__PROBLEM DESCRIPTION__.
Gather every line of the records below that contains the string "wheel", and copy each one in full. Treat uppercase and lowercase as different.
[START OF DATA EXCERPTS]
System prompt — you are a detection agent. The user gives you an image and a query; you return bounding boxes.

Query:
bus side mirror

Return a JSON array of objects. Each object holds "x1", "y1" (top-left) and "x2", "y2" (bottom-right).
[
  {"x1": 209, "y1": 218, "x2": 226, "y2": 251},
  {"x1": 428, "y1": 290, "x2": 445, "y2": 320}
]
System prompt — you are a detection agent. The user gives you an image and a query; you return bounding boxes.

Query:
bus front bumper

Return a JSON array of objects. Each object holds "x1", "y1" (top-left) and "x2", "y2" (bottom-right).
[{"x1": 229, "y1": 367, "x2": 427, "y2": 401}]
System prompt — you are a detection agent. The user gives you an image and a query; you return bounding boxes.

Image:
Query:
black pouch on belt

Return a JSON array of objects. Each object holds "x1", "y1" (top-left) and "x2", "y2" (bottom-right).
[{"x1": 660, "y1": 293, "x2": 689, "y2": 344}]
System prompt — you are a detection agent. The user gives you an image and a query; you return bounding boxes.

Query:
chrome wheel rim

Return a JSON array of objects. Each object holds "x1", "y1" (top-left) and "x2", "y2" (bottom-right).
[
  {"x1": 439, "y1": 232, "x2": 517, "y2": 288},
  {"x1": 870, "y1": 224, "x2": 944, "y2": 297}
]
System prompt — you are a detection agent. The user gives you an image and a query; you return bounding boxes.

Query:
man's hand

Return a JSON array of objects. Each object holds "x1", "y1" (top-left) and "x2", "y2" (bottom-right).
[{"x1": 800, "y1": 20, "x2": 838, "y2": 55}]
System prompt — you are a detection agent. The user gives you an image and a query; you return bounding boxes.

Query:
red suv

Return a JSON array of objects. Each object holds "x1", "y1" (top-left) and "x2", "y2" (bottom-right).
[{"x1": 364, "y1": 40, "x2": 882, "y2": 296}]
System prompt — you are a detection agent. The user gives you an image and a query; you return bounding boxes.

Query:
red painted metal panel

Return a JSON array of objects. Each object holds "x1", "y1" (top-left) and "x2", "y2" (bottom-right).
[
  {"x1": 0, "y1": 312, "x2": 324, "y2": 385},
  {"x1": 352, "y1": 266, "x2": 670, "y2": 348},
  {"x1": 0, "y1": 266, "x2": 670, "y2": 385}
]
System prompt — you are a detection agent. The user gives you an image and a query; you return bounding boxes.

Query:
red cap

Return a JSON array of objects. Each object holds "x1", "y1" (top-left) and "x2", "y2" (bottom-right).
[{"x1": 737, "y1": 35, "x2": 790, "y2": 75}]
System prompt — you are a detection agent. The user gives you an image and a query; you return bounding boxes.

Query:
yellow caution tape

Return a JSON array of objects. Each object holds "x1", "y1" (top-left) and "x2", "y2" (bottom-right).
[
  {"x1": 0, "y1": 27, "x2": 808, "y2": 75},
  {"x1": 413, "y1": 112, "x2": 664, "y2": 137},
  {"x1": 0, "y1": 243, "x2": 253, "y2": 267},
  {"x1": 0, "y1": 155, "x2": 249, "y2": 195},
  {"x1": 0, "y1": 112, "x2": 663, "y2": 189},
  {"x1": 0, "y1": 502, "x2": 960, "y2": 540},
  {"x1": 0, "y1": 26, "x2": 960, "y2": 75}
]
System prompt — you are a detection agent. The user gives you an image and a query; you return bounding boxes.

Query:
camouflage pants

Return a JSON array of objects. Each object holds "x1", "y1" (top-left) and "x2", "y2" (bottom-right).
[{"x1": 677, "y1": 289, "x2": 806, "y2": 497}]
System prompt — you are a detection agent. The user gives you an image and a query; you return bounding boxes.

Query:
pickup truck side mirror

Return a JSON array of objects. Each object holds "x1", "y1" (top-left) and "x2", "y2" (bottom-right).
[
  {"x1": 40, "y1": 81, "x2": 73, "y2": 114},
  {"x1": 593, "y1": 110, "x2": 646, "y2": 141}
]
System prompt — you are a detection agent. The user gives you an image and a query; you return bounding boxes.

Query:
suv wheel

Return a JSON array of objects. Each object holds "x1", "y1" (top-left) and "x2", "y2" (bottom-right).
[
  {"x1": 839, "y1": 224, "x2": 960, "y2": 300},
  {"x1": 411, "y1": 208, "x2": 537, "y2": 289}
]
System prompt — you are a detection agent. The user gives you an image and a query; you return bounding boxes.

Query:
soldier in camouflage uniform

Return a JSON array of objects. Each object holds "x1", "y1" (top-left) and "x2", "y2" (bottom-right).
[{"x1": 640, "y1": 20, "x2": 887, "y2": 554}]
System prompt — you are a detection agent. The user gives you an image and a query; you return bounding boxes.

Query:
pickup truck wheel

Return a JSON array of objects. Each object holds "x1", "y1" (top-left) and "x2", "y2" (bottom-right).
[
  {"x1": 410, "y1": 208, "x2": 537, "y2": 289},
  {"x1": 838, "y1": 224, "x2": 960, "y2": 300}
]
[END OF DATA EXCERPTS]
__EXERCISE RESPONSE__.
chrome wheel rim
suv wheel
pickup truck wheel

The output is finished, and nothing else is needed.